start DATA LINES

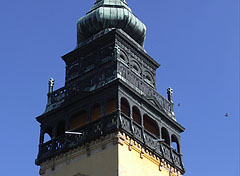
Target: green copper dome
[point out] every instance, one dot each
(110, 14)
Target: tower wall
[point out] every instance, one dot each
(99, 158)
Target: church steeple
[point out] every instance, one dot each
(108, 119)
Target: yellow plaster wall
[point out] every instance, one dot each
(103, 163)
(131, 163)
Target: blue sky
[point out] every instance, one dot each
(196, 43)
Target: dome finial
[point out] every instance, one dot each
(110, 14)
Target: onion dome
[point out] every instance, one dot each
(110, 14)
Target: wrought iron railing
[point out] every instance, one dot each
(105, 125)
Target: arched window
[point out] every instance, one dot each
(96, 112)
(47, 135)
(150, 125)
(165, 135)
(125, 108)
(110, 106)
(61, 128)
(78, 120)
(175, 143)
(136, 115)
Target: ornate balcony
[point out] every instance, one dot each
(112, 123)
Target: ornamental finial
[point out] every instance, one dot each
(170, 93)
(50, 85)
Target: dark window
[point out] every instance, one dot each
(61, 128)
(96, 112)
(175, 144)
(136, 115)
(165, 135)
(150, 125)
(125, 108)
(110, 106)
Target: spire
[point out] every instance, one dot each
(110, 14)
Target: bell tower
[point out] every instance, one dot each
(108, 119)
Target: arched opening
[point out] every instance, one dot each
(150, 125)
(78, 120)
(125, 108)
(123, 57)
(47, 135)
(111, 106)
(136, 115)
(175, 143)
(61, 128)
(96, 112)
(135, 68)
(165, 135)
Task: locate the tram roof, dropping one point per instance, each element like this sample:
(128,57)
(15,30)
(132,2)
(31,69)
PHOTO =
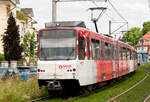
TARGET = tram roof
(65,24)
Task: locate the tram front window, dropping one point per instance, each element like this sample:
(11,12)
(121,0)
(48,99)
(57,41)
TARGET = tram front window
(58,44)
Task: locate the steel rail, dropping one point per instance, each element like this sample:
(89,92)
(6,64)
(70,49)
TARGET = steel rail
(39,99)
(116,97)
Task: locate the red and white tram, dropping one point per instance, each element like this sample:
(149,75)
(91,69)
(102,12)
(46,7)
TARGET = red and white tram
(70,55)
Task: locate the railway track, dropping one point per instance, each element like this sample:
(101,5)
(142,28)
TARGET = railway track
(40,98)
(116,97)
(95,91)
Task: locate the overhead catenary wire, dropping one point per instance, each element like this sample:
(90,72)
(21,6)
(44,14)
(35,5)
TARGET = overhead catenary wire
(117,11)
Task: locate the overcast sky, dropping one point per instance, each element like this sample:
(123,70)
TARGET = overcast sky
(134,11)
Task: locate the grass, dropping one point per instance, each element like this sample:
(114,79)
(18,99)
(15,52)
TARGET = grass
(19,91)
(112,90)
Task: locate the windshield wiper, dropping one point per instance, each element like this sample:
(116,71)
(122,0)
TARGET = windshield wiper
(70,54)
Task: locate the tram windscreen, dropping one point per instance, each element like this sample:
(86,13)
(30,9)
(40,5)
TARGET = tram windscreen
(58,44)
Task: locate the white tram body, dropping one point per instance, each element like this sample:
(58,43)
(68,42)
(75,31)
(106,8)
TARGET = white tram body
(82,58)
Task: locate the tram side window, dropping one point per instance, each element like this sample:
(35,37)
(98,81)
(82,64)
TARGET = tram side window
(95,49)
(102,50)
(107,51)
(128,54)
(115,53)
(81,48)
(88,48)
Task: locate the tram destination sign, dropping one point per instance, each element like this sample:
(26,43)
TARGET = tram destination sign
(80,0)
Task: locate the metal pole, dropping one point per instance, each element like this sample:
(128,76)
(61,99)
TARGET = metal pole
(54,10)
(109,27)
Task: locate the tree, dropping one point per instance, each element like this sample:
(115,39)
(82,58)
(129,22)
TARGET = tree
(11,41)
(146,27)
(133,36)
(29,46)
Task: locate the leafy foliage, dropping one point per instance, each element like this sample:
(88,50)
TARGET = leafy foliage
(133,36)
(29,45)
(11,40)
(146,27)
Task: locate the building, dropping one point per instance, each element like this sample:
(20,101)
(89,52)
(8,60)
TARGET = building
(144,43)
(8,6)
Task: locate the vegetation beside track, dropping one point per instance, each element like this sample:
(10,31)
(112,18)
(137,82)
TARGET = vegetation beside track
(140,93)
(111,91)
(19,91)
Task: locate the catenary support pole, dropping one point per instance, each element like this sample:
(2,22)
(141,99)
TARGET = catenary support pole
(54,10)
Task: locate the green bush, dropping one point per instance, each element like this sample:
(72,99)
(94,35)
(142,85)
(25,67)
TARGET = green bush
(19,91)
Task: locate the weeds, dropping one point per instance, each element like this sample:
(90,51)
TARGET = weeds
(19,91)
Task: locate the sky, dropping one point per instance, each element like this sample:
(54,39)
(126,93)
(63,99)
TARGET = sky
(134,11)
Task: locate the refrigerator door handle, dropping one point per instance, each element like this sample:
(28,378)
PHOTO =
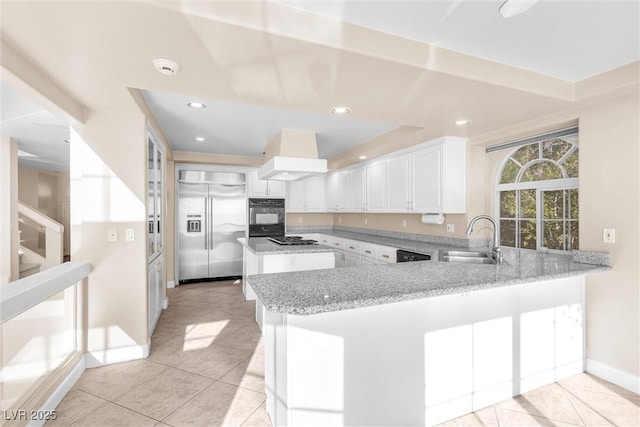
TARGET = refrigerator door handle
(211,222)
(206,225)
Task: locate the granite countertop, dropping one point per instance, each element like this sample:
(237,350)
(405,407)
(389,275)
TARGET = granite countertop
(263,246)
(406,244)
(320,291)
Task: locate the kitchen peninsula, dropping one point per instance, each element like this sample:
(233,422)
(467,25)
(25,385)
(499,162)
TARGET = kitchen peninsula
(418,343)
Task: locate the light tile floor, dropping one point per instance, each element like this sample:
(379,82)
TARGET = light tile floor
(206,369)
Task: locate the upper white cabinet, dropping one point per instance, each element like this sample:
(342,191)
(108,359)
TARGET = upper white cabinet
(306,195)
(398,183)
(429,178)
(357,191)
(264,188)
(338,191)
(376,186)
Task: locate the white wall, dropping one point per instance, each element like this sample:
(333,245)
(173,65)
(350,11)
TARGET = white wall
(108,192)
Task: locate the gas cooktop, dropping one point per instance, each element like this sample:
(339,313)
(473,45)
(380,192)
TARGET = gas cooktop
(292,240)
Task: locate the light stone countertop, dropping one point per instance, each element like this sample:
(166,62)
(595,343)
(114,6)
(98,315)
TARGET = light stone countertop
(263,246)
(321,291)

end DATA LINES
start DATA LINES

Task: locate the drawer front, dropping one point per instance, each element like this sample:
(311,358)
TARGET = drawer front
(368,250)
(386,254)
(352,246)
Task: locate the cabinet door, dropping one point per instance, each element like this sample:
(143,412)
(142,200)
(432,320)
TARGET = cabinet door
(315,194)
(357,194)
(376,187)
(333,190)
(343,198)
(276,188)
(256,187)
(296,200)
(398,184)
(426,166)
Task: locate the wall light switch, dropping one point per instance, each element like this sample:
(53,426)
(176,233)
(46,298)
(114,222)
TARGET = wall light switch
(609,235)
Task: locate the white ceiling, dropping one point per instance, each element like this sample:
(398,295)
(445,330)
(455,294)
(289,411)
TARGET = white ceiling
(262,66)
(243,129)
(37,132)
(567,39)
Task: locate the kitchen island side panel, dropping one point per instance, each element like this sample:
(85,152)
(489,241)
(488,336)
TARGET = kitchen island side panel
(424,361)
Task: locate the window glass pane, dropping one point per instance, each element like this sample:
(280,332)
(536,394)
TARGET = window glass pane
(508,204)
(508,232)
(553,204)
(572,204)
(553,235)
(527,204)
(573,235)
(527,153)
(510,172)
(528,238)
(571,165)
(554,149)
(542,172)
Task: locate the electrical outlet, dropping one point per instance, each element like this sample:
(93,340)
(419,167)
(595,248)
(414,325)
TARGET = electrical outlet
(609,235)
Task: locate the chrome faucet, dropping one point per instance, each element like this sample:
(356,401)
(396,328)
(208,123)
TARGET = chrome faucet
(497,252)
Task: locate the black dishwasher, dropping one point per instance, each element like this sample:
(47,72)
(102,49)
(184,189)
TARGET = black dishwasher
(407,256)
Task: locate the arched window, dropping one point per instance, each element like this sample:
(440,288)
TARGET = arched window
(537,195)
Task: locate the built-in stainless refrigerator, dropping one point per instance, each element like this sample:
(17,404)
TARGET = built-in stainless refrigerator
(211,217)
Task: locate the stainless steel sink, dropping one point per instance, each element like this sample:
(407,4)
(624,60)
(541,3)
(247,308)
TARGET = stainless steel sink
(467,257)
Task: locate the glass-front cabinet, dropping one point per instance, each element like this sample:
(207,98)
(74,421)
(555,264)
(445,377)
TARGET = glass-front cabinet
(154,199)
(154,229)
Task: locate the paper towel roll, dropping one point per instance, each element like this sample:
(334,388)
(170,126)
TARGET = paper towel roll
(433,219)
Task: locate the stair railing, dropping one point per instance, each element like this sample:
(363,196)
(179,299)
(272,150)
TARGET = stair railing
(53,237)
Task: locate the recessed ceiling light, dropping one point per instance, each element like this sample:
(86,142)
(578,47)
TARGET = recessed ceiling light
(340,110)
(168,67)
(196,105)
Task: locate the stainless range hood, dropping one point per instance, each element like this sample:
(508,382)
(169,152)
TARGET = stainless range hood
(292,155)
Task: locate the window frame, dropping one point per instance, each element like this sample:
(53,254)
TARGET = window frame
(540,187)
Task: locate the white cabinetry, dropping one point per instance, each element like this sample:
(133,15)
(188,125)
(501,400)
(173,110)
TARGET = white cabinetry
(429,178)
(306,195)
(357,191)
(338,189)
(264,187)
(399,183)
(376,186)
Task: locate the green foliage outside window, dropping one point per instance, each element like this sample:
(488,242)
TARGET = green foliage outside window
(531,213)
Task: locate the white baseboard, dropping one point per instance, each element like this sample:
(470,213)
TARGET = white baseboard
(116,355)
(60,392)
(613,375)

end DATA LINES

## WHAT YOU SHOULD DO
How many lines in the items above contain the string "wall"? Reply with the number alone.

## REPLY TO THE TASK
6